À même cette somme de VINGT-CINQ MILLE DOLLARS (25 000 $), un montant de DIX MILLE DOLLARS (10 000 $) sera versé le 11e jour de novembre 1994. Le reliquat de QUINZE MILLE DOLLARS (15 000 $) sera versé le 18e jour de novembre 1994.

LEE MONACO et SHELLEY MACDONELL conviennent que, suite à l'encaissement par LEE MONACO d'un montant de CENT MILLE DOLLARS (100 000 $) en considération de la quote-part de 25 p. 100 du terrain d'Oshawa, SHELLEY MACDONELL recevra dix pour cent (10 p. 100) de toute somme d'argent subséquemment versée à LEE MONACO en considération de cette même quote-part.

SIGNÉ à Toronto ce 11e jour de novembre 1994.

TÉMOIN : )

)

Illisible ) “ Shelley Macdonell ”

(de la signature de ) SHELLEY MACDONELL

Shelley MacDonell) )

)

Illisible ) “ Lee Monaco ”

(de la signature de ) LEE MONACO

Lee Monaco )

************

Résumez l'extrait d'entente ci-dessus en trois phrases.

=== Contenu des données ===
************

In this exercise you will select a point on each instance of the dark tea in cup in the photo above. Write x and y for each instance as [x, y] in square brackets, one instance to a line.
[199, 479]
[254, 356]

************

=== Résultat ===
Sur la somme de 25 000 $, un montant de 10 000 $ sera versé le 11 novembre 1994 et le reliquat de 15 000 $, le 18 novembre 1994. Lee Monaco et Shelley MacDonell conviennent qu'après l'encaissement par Lee Monaco de 100 000 $ pour la quote-part de 25 % du terrain d'Oshawa, Shelley MacDonell recevra 10 % de toute somme versée ensuite à Lee Monaco pour cette même quote-part. L'entente a été signée à Toronto le 11 novembre 1994.